** BEGIN Excerpted text **

The $858 billion legislation now heads to the president’s desk for his signature. It extends the Bush tax cuts across the board for two years, slashes the employee payroll tax by 2 percent for one year, renews the estate tax and extends unemployment insurance benefits for 13 months.
The vote was 277-148, and the bill gained a majority of both Democrats and Republicans despite complaints from each party’s political base. The legislation deepened divisions in the Democratic ranks and burst open festering tensions between House Democrats and the White House.
Speaker Nancy Pelosi (D-Calif.), who had herded her divided caucus through the contentious process, said afterward she was pleased with the outcome despite her reservations about the bill.
Asked whether the emotional tax-cut vote had damaged the morale of the Democrats as the 111th Congress evolves into the 112th, Pelosi downplayed any lingering rancor.
"They're glad this is behind us, and they're ready to go forward," Pelosi told The Hill after the vote. "They're ready for the fight."
In the end, only one member of the House Democratic leadership, Majority Leader Steny Hoyer (D-Md.), supported the final bill. Pelosi did not vote, and Reps. James Clyburn (D-S.C.), John Larson (D-Conn.), Chris Van Hollen (D-Md.), and Xavier Becerra (D-Calif.) all opposed the legislation.
During an early afternoon vote on an unrelated matter, No. 2 ranking GOP Rep. Eric Cantor (Va.) and his Democratic counterpart, Hoyer, huddled in the back of the chamber.

** END Excerpted text **
** BEGIN Excerpted data **

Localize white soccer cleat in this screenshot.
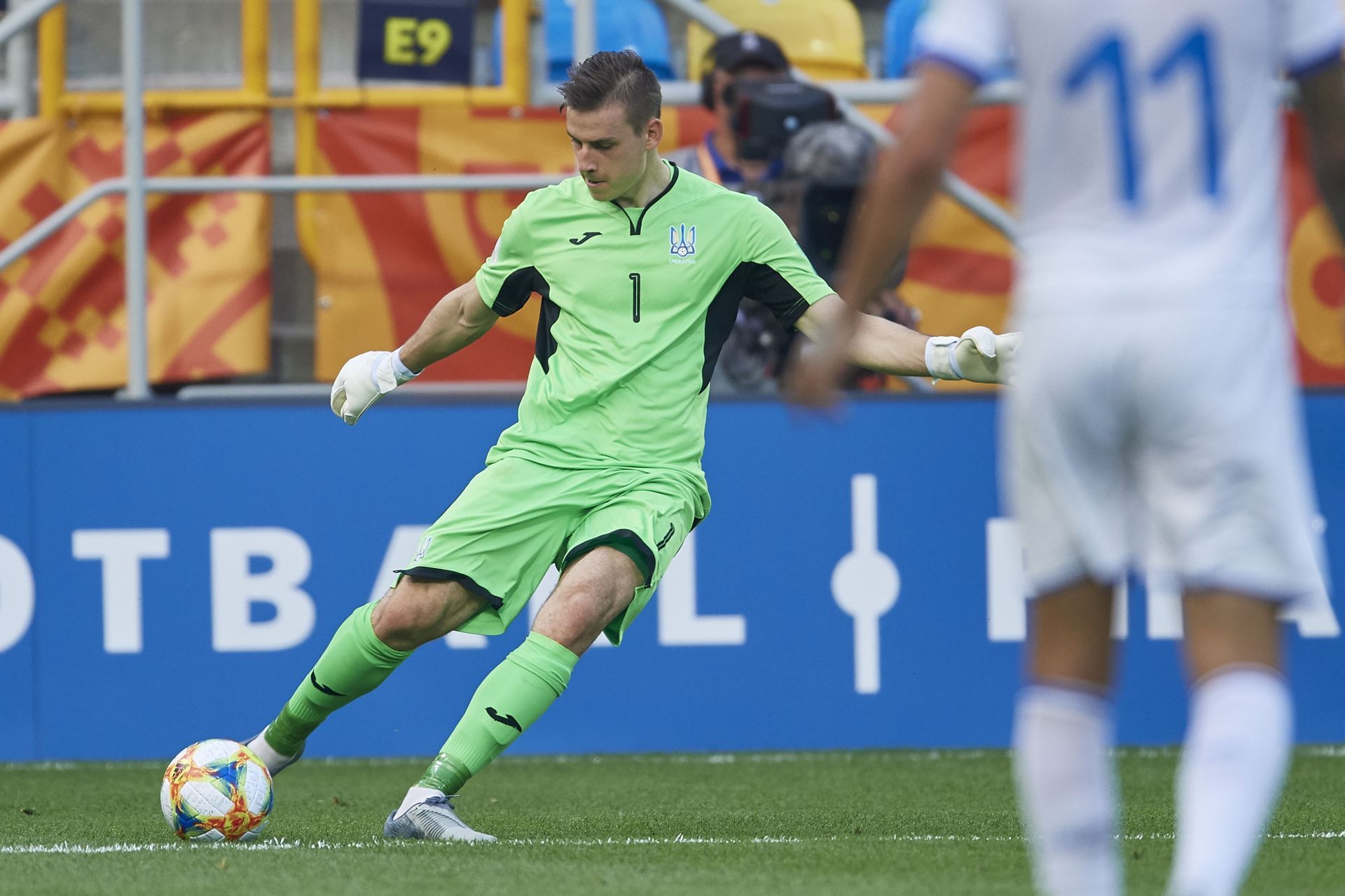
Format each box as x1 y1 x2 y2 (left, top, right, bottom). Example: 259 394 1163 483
244 725 304 778
383 794 495 843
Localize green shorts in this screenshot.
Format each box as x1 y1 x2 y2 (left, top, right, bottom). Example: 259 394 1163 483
395 457 698 645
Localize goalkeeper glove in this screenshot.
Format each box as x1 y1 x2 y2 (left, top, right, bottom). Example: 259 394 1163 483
925 327 1018 383
332 351 418 427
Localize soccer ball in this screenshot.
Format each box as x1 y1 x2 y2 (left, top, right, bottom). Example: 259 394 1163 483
159 740 273 841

** END Excerpted data **

*Objective A*:
Can you copy the passage on the House tax-cut vote word for word, between "Asked whether the" and "any lingering rancor.", inclusive?
*Objective B*:
How would the article on the House tax-cut vote go on after its last sentence? Write the continuation.

*Final result A*:
Asked whether the emotional tax-cut vote had damaged the morale of the Democrats as the 111th Congress evolves into the 112th, Pelosi downplayed any lingering rancor.

*Final result B*:
According to a staffer familiar with the five-minute confab session, Cantor asked Hoyer if the Democratic leader needed GOP votes to support the procedural vote on a rule governing debate of the tax package. Even though Democrats pulled the rule vote because they feared losing that effort, Hoyer declined Cantor’s help.
The outreach by Republicans was one of the ways in which GOP leaders ramped up their whip effort while their Democratic counterparts appeared to implode internally as a caucus.
In all, 112 Democrats and 36 Republicans voted against the deal, including conservative stalwarts Mike Pence (R-Ind.), Michele Bachmann (R-Minn.), Steve King (R-Iowa) and Jim Jordan (R-Ohio).
Citing jobless benefits not paid for and an extension of the tax cuts set to expire in two years, during the next political season, those members felt they could get a better deal out of President Obama after they take power in little under three weeks.
But Cantor and Chief Deputy Whip Kevin McCarthy (R-Calif.) made a dogged effort to rally support for the negotiated package that would ensure “certainty” in the near future.
Minutes before the final vote, the House turned aside a Democratic amendment to raise the estate tax provision in the bill. Incorporating that change would have sent the bill back to the Senate and faced certain Republican opposition there.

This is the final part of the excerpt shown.